• _Instruções do exercício_
1. No texto sobre os jornais e o anúncio do "tratamento precoce", de qual entidade veio o dinheiro da propaganda?
2. Dê sequência ao texto sobre os jornais e o anúncio do "tratamento precoce", começando logo após a última frase apresentada.

:: Trecho ::

Os jornais e a armadilha do Topa Tudo Por Dinheiro
Edição 96: Anúncios inoportunos + Facebook sem notícias + referências de ética jornalística + eventos variados
Domingo à noite, década de 1990, televisão ligada. As famosas pegadinhas protagonizadas por Ivo Holanda eternizaram o programa Topa Tudo por Dinheiro, apresentado pelo dono da casa. Jogando cédulas em formato de avião para a plateia, Silvio Santos seduzia o público com uma pergunta simples: quem quer dinheiro?
Não, você não está na newsletter errada. Um episódio desta semana nos lembrou que topar tudo por dinheiro pode ter sérias consequências - como o atropelo dos princípios éticos no jornalismo. Quer entender melhor? Segue o fio!
QUEM QUER DINHEIRO?
A treta: Folha de S.Paulo e O Globo publicaram ontem, 23, nas suas edições impressas uma propaganda de meia página favorável ao “tratamento precoce” contra a Covid. A (farta) verba veio da Associação Médicos pela Vida e foi espalhada também em outros importantes jornais pelo país: Jornal do Commercio (PE), Estado de Minas (MG), Correio Braziliense (DF), Correio (BA), O Povo (CE) e Zero Hora (RS).
Já viu o problema, né? Além de não existir nenhum tratamento precoce cientificamente comprovado, muitos desses jornais integram um consórcio que combate a desinformação sobre a pandemia. Mas o topa-tudo-por-dinheiro pode custar caro, já que acende um alerta sobre a responsabilidade dos veículos.
Houve quem defendesse o anúncio sob o argumento da “liberdade de expressão”, como a Associação Nacional de Jornais. Já Mariana Varella, editora-chefe do Portal Drauzio Varella, chamou atenção para os limites éticos da publicidade. E Pedro Strazza lembrou que os departamentos comerciais dos jornais “não parecem carregar os mesmos valores dos editoriais”. No UOL, Leonardo Sakamoto criticou, e a Lupa não só fez checagem do anúncio - desmentindo várias informações -, mas também publicou editorial cobrando os jornais: “A luta contra notícias falsas não pode ser apenas um slogan publicitário (…) Precisa envolver também o setor comercial”.

:::
:: Amostra dos dados ::

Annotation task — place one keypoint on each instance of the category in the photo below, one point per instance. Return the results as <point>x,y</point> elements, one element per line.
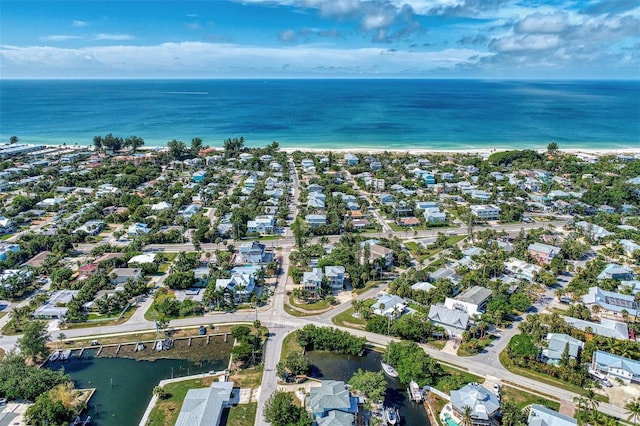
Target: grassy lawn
<point>316,306</point>
<point>289,343</point>
<point>534,375</point>
<point>166,410</point>
<point>464,350</point>
<point>346,319</point>
<point>368,285</point>
<point>522,398</point>
<point>242,415</point>
<point>100,320</point>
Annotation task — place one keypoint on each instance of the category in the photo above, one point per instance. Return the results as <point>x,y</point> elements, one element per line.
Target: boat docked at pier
<point>389,370</point>
<point>391,415</point>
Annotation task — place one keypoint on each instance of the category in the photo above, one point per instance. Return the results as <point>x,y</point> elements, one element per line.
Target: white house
<point>335,276</point>
<point>486,212</point>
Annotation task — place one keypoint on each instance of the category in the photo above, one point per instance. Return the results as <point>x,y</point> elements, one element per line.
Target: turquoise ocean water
<point>388,114</point>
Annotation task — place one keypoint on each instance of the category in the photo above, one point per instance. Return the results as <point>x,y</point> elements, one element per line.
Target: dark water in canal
<point>328,365</point>
<point>124,386</point>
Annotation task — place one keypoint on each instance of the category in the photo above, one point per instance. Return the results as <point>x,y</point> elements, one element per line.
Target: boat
<point>391,415</point>
<point>415,393</point>
<point>388,369</point>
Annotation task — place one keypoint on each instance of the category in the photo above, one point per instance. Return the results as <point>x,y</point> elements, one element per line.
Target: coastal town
<point>492,287</point>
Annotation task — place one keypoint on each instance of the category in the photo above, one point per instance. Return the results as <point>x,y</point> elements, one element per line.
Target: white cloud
<point>542,24</point>
<point>113,37</point>
<point>59,37</point>
<point>224,60</point>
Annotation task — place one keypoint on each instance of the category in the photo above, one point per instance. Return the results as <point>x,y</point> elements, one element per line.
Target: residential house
<point>351,159</point>
<point>330,397</point>
<point>543,253</point>
<point>55,307</point>
<point>199,176</point>
<point>539,415</point>
<point>122,275</point>
<point>521,269</point>
<point>239,286</point>
<point>312,281</point>
<point>7,226</point>
<point>389,305</point>
<point>203,407</point>
<point>5,249</point>
<point>485,406</point>
<point>454,321</point>
<point>335,276</point>
<point>261,225</point>
<point>472,301</point>
<point>253,252</point>
<point>434,215</point>
<point>593,231</point>
<point>616,367</point>
<point>376,251</point>
<point>606,327</point>
<point>88,269</point>
<point>611,301</point>
<point>138,229</point>
<point>486,212</point>
<point>557,343</point>
<point>616,272</point>
<point>423,286</point>
<point>91,227</point>
<point>630,247</point>
<point>316,220</point>
<point>162,205</point>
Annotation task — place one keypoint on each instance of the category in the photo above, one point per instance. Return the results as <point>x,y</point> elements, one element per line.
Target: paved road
<point>280,324</point>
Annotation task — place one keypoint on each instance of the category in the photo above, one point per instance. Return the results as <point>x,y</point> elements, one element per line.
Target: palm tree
<point>633,407</point>
<point>467,420</point>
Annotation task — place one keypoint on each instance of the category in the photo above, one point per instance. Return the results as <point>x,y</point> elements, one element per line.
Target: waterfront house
<point>543,253</point>
<point>539,415</point>
<point>454,321</point>
<point>611,301</point>
<point>616,367</point>
<point>316,220</point>
<point>312,281</point>
<point>616,272</point>
<point>485,406</point>
<point>557,343</point>
<point>486,212</point>
<point>203,407</point>
<point>252,252</point>
<point>335,276</point>
<point>331,396</point>
<point>138,229</point>
<point>472,301</point>
<point>122,275</point>
<point>389,306</point>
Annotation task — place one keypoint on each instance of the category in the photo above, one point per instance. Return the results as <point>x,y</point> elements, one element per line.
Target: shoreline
<point>483,152</point>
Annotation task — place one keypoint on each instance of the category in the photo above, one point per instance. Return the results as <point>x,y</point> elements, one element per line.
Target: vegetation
<point>280,410</point>
<point>313,338</point>
<point>412,363</point>
<point>369,383</point>
<point>18,380</point>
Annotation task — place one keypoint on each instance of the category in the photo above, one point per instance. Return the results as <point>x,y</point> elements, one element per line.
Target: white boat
<point>389,370</point>
<point>391,416</point>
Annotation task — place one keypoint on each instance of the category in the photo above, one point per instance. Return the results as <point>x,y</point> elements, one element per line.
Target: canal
<point>124,386</point>
<point>328,365</point>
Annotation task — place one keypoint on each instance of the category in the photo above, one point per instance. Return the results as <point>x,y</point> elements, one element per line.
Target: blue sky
<point>494,39</point>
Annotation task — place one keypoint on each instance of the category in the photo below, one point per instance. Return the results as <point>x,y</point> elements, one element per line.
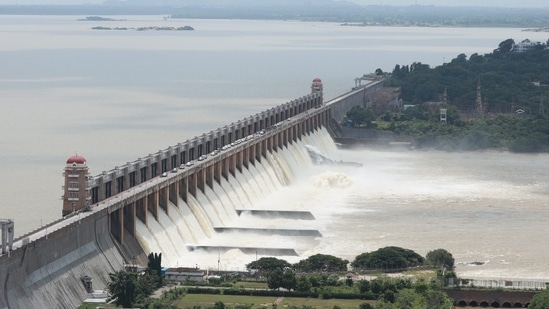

:::

• _Respostas por tarefa_
1. Da Associação Médicos pela Vida.

2.
Na noite de ontem, a Folha publicou uma matéria sobre o próprio anúncio. Disse tudo, menos o motivo que a levou a exibir o informe publicitário… De forma esquizofrênica, o jornal chegou a procurar a ANJ para ser fonte da matéria e nada de ouvir o próprio departamento comercial. Autocrítica? Nem sombra.
Perceba: não é só uma contradição ou um pequeno desacerto entre os departamentos comercial e editorial. Tem a ver com a credibilidade dos veículos, que é corroída aos pouquinhos por ações das próprias empresas jornalísticas…
Último ponto: num momento em que se discute a regulação de plataformas na difusão de fake news, o que pode ser feito em casos de desinformação publicada por jornais de referência?
CAIU A MÁSCARA!
Por anos, a rede social azul tentou nos convencer de que era um lugar acolhedor, habitado por gente bacana e bem intencionada. E que ela se preocupava com várias coisas, como democracia e jornalismo. Pois é, mas lá se foi o disfarce…
Na Austrália, depois de ficar enfurecido com o projeto de lei que obriga as plataformas pagarem por conteúdos jornalísticos reproduzidos, o Facebook decidiu retaliar e barrou todas as notícias por lá. Foi um ultimato! Antes dele, o Google também ameaçou deixar o país, mas voltou atrás e fechou contratos com um punhado de conglomerados de mídia.
Mas por que isso é notícia numa newsletter sobre ética jornalística?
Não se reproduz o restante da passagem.